- _Exercise inputs_:
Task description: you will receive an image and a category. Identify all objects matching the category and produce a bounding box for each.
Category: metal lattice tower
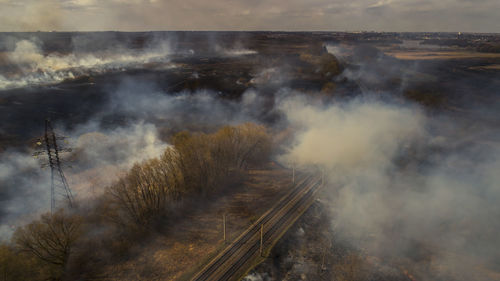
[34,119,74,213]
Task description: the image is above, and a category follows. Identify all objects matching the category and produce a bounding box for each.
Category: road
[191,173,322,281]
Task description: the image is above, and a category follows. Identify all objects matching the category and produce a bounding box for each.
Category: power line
--
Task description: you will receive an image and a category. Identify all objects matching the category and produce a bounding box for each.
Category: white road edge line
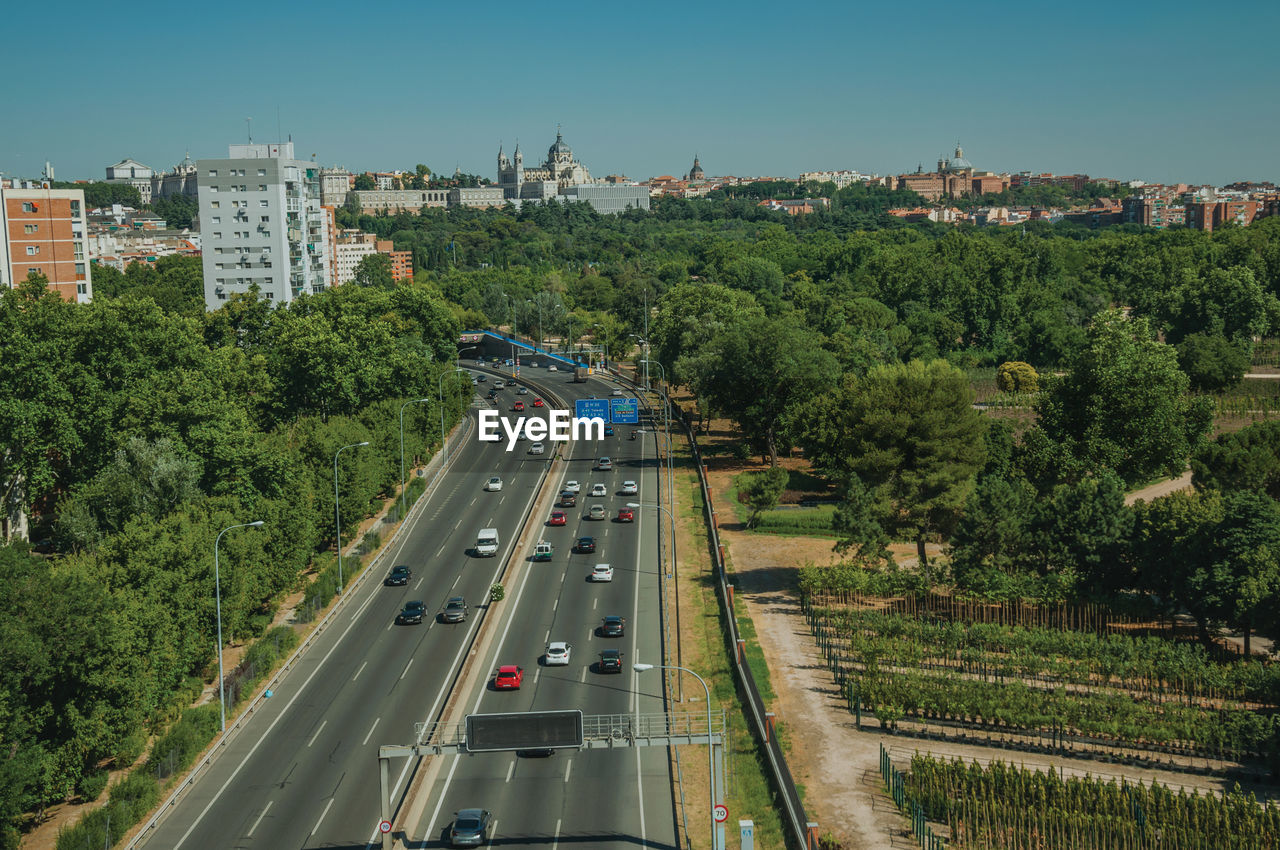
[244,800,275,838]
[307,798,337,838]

- _Challenge_: Identify each row of the records above that contains the word "line", and copy those rows in full.

- _Completed task_:
Category: power line
Category: white road edge line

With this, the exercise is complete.